Reproduce the lines below verbatim, preserving every character, space, and line break.

** DATA PROVIDED **
▼
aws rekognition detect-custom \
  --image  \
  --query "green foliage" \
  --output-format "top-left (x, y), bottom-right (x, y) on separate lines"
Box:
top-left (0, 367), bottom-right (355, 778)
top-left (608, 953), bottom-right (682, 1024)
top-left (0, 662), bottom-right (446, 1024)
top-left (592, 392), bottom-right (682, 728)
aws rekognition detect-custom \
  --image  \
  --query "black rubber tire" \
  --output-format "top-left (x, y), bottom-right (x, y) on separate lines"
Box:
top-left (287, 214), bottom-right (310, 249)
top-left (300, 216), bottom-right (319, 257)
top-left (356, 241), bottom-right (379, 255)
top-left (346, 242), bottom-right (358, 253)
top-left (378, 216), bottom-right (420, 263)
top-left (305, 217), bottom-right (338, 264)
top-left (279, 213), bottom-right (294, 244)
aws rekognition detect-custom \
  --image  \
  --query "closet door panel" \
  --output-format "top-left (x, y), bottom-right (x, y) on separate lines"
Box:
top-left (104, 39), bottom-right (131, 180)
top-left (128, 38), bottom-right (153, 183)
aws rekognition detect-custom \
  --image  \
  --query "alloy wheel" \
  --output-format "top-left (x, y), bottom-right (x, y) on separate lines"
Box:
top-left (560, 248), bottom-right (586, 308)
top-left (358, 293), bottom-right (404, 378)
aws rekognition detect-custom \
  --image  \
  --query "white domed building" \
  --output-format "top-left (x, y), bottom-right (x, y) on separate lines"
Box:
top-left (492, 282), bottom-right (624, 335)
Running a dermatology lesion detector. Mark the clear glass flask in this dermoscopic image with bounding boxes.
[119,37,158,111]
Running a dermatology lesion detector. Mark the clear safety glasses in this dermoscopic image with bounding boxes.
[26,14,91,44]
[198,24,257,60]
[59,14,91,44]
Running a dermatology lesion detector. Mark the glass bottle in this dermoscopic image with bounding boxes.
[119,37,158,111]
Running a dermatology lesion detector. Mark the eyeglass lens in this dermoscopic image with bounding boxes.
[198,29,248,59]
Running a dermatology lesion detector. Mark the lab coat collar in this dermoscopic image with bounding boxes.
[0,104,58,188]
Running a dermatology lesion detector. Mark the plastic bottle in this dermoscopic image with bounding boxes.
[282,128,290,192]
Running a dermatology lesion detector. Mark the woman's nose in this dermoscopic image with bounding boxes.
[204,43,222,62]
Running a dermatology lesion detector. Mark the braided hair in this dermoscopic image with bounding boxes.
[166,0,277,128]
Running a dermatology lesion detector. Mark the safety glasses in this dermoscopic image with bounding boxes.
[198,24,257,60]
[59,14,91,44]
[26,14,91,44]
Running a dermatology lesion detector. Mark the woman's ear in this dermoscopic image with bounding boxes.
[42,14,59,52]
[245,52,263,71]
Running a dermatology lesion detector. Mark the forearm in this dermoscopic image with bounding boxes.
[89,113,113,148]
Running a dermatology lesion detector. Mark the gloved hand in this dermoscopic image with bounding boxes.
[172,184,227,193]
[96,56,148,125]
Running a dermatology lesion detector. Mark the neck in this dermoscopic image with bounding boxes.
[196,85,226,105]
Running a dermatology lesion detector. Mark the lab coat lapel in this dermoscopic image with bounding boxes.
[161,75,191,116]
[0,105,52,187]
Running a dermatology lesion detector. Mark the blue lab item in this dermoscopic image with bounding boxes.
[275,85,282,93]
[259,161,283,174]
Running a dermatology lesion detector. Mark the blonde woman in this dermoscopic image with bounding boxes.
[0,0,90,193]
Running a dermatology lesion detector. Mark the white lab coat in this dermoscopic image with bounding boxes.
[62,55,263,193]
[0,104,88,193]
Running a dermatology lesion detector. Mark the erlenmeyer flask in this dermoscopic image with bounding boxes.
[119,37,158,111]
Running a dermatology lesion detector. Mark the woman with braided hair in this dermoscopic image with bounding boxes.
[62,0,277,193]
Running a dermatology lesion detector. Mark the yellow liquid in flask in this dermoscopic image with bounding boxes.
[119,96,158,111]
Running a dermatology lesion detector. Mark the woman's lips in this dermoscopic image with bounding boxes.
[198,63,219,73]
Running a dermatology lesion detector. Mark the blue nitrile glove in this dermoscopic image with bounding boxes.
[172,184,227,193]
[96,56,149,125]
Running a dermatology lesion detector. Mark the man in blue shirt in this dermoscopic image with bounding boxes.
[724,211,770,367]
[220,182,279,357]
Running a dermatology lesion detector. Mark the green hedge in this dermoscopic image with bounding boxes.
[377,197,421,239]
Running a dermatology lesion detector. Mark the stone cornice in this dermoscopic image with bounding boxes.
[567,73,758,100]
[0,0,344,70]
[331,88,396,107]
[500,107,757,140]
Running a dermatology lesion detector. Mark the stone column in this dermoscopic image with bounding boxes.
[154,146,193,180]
▲
** COMPLETE OUTPUT **
aws rekognition detect-custom \
  --image  \
  --query "green foliage" \
  --output-format "top-left (x, y), bottom-right (x, y) on separate lines"
Box:
top-left (0, 367), bottom-right (355, 778)
top-left (608, 953), bottom-right (682, 1024)
top-left (0, 662), bottom-right (446, 1024)
top-left (592, 392), bottom-right (682, 728)
aws rekognition detect-custom \
  --image  \
  --query "black rubber tire" \
  --output-format "top-left (x, y), bottom-right (x, y) on separate lines"
Box:
top-left (287, 214), bottom-right (310, 249)
top-left (300, 216), bottom-right (319, 257)
top-left (356, 241), bottom-right (379, 255)
top-left (346, 242), bottom-right (358, 253)
top-left (378, 216), bottom-right (420, 263)
top-left (305, 217), bottom-right (338, 264)
top-left (279, 213), bottom-right (294, 244)
aws rekognition detect-custom \
  --image  \
  --query "closet door panel" \
  --output-format "top-left (x, y), bottom-right (x, y) on separate lines"
Box:
top-left (104, 39), bottom-right (131, 180)
top-left (128, 38), bottom-right (153, 183)
aws rekognition detect-custom \
  --image  \
  --query "alloy wheel" \
  --output-format "top-left (x, y), bottom-right (x, y) on separate lines"
Box:
top-left (560, 248), bottom-right (586, 308)
top-left (358, 293), bottom-right (404, 378)
aws rekognition detect-custom \
  --image  \
  --query "white domed building" \
  --output-format "top-left (x, y), bottom-right (x, y) on separate lines"
Box:
top-left (492, 282), bottom-right (624, 335)
Running a dermatology lesion detector. Mark the clear glass flask in this dermoscopic image with bounding boxes.
[119,37,158,111]
Running a dermatology lesion detector. Mark the clear safety glasses in this dermoscopic image with bounding boxes.
[26,14,91,44]
[198,24,257,60]
[59,14,91,44]
Running a dermatology lesion detector. Mark the glass bottle in this dermoscopic image with bounding boxes.
[119,37,158,111]
Running a dermatology lesion detector. Mark the eyeglass lens in this dermoscopic image with bounding boxes.
[198,29,248,59]
Running a dermatology lesion detector. Mark the lab coat collar in this dermoscopic image with bounding boxes.
[0,104,58,188]
Running a dermatology lesion detector. Mark the plastic bottle in this dermoscopic image with bounding boxes.
[282,128,290,192]
Running a dermatology lesion detector. Mark the woman's nose in this dermoscopic image with bounding boxes.
[204,43,222,62]
Running a dermatology lesion detector. Mark the braided hair in this dermoscopic image with bounding boxes.
[166,0,277,128]
Running a dermatology lesion detector. Mark the safety glasses in this dermoscopic image with bounding boxes.
[198,24,257,60]
[59,14,91,44]
[26,14,91,44]
Running a dermatology lesion detector. Mark the woman's ear in this dermoscopic image with bounding boxes.
[42,14,59,52]
[245,52,263,71]
Running a dermatology lesion detector. Mark the forearm in this dermoscopic image with bounding boxes.
[89,113,113,148]
Running a dermatology lesion detector. Mark the gloved hand in this dermoscopic image with bounding boxes.
[172,184,227,193]
[96,56,148,125]
Running a dermatology lesion detector. Mark the neck in this dermoscopic image with bounding boxes.
[196,85,226,105]
Running a dermatology lesion detector. Mark the lab coat lapel in this dermoscopic image with bounding boxes.
[161,75,191,116]
[0,105,52,187]
Running a dermatology lesion detector. Mark the blue lab item in this dermoscopic image with bounding boxes.
[275,85,282,93]
[259,161,283,174]
Running a dermatology lesion detector. Mark the blonde woman in this dermoscopic image with bounding boxes.
[0,0,90,193]
Running a dermatology lesion detector. Mark the white lab coat in this dermoscopic image with bounding boxes.
[62,55,263,193]
[0,104,88,193]
Running a dermatology lesion detector. Mark the erlenmeyer flask in this dermoscopic image with bounding boxes.
[119,37,158,111]
Running a dermatology lesion detector. Mark the woman with braided hair in this dermoscopic image with bounding boxes.
[62,0,277,193]
Running a dermatology lesion detector. Mark the yellow liquid in flask in this dermoscopic image with bounding boxes.
[119,96,158,111]
Running a dermatology lesion detector. Mark the woman's lips in this dermoscopic image with bounding boxes.
[198,63,219,73]
Running a dermatology lesion detector. Mark the blue nitrile glove in this dermoscopic image with bounding boxes.
[172,184,227,193]
[96,56,149,125]
Running a dermatology lesion detector. Mark the man in blue shirt in this dermoscopic image with bounding boxes.
[724,211,770,367]
[220,182,279,357]
Running a dermatology lesion detector. Mark the green hedge in this dermoscopic image with bounding boxes.
[377,197,421,239]
Running a dermatology lesion detector. Mark the stone cornice in this dermoscopic image with bounding boxes.
[567,73,758,100]
[0,0,344,70]
[331,88,396,107]
[500,107,757,140]
Running a dermatology lesion detector. Mark the stone column in this dermoscopic image with bounding boxes.
[154,146,193,180]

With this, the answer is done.